#### WHAT TO DO:
Each line below should be set down again unchanged.

Dataset entries

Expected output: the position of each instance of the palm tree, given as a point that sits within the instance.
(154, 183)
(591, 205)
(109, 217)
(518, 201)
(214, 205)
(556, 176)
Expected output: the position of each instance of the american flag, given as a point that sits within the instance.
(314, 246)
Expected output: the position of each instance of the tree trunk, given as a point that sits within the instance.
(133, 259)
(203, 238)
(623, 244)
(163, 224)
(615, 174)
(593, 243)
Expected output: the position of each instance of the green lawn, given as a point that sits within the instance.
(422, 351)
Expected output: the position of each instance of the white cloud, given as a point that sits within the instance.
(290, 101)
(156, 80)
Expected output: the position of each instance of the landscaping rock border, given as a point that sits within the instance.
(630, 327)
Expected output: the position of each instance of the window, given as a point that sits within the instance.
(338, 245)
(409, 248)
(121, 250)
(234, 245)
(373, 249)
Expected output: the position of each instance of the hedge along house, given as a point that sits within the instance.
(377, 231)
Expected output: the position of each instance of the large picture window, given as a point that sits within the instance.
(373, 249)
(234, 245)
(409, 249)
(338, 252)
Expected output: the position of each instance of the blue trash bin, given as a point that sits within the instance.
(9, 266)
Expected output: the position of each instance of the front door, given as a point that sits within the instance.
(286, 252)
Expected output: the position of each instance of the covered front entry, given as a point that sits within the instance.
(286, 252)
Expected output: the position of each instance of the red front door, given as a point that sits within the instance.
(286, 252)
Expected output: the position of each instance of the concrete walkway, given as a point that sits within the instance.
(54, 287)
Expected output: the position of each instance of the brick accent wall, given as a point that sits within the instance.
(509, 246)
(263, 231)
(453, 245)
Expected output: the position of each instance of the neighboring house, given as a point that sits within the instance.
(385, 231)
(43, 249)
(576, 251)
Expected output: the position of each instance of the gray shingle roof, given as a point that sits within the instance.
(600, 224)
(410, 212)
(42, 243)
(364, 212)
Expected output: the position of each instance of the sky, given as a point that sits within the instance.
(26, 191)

#### YOUR RESPONSE:
Expected output: the position of each instance of the palm tree, given as a point that sits within the instance.
(154, 183)
(591, 205)
(109, 217)
(518, 201)
(214, 205)
(556, 176)
Expected output: the position of each instance of the american flag, given as a point that sits within the instance.
(314, 246)
Expected output: the position of each instance of the tree trunk, given as a point that sits within the instance.
(133, 259)
(203, 238)
(623, 244)
(163, 224)
(615, 174)
(593, 243)
Expected output: the position of each instance of the green lawn, given as a point that sits within the instance.
(422, 351)
Expected output: the position of each instance of the white cloud, given as a point that sits within the instance.
(290, 101)
(156, 80)
Expected output: the position of each instance of the landscaping rock border, given as a point that sits within the instance.
(630, 327)
Expected output: the position of each instance of the window, given as a point that sits within the instance.
(338, 245)
(409, 248)
(121, 250)
(234, 245)
(373, 249)
Expected output: the position of each instance of the hedge along house, given as a point that sits within the instance.
(377, 231)
Expected output: the position of each instance of the large picture window, given as a point that sits within the instance.
(373, 249)
(234, 245)
(409, 249)
(338, 252)
Expected output: the position of each instance of the blue trash bin, given as a point that sits within the instance.
(9, 266)
Expected output: the position of each instance of the front door, given as a point that sits within the instance.
(286, 252)
Expected output: the position of each instance of the covered front entry, given as a point that sits within the instance.
(286, 252)
Expected output: the position of each instance of the red front door, given as a point that sits within the instance.
(286, 252)
Expected output: the position of each instance of the concrete walkway, given as a point that sits within the instance.
(54, 287)
Expected output: the position of each instance of the brick accent wall, given as a point that sits within the instance.
(509, 246)
(263, 231)
(453, 245)
Expected output: the position of each instance of the neighboring house, given as a point that sits within the instance.
(385, 231)
(43, 249)
(576, 251)
Expected output: the position of each instance of the gray shingle roof, given as a point that sits within the instance.
(600, 224)
(410, 212)
(42, 243)
(364, 212)
Expected output: the position of each instance of the sky, given as a point that sits within the instance.
(26, 191)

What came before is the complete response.